## REQUIREMENT
Reproduce the rows word for word, starting at the line that contains "of the dune" and continuing through the final line of the rows, with both ends included.

[Location labeling records]
::::::
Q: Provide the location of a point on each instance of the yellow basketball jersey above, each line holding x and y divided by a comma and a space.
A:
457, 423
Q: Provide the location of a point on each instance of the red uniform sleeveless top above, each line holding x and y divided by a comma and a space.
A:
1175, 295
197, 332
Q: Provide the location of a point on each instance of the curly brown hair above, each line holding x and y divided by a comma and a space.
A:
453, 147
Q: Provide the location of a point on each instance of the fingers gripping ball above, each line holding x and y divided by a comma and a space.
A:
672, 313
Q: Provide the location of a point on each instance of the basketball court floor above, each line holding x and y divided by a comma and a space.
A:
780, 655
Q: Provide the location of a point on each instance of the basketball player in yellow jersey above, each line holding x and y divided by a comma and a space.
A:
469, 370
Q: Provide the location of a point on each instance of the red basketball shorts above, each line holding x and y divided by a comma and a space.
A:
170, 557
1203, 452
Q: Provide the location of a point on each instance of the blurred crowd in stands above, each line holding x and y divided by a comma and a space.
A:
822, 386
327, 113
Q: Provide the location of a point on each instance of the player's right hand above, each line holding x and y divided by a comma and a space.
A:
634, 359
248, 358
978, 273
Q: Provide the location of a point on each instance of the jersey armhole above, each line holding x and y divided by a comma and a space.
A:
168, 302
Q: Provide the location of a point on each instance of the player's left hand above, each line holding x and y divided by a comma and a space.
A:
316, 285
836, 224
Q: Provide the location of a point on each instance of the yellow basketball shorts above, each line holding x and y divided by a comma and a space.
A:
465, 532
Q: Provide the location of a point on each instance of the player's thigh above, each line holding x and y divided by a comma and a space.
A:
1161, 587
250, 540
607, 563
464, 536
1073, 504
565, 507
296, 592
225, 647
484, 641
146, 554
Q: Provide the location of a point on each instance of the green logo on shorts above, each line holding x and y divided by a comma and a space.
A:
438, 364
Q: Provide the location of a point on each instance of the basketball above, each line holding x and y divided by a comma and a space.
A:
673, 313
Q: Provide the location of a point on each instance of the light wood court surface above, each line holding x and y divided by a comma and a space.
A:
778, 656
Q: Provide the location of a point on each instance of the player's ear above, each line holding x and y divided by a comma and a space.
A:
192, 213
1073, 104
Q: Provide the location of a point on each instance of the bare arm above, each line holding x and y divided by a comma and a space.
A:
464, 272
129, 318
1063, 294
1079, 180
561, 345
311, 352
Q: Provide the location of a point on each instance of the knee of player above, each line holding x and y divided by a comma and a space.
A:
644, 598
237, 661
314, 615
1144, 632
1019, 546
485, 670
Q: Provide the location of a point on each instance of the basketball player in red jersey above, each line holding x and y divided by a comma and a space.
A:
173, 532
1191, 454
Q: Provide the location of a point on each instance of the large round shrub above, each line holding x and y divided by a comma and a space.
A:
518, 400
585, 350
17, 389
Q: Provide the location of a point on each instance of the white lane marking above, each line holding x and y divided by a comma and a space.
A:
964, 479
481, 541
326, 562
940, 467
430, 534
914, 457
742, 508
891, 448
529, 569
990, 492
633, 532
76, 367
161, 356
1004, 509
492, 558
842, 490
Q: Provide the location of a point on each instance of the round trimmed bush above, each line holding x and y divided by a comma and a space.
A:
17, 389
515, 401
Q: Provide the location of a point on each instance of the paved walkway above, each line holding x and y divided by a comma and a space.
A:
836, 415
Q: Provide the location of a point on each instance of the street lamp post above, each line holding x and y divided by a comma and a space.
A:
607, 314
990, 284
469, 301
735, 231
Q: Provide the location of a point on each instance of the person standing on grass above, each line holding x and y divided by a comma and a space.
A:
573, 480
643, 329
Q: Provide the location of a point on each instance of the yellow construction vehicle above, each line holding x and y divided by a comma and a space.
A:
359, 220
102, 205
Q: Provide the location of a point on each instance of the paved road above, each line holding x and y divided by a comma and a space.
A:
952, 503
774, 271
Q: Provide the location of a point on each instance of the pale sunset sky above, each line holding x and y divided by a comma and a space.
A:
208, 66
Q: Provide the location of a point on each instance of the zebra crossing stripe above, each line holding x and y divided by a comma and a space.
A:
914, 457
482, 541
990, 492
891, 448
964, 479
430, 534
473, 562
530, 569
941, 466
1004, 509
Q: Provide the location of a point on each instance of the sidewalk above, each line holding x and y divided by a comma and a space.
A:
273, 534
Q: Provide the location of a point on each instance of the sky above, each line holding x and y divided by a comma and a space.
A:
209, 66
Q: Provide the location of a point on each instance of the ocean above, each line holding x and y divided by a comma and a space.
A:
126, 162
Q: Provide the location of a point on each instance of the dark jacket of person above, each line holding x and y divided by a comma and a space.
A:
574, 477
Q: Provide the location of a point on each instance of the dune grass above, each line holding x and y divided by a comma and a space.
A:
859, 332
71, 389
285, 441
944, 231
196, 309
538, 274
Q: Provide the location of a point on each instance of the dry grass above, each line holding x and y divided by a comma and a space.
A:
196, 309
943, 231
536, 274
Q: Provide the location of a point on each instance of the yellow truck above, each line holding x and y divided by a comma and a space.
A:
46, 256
::::::
## COMPLETED EXERCISE
Q: Provide the location of a point on each instance of the dune grass above, each line holding x and y divided by a comma and a space.
A:
859, 332
71, 389
285, 441
944, 231
196, 309
538, 274
Q: Provide the location of a point on each instance of the dry grass above, each line holding x and y divided by a comma and a space.
A:
196, 309
943, 231
536, 274
Q: Provide the location of a point on each instance of the yellow truck above, each line holding x and y divided by a comma and a space.
A:
46, 256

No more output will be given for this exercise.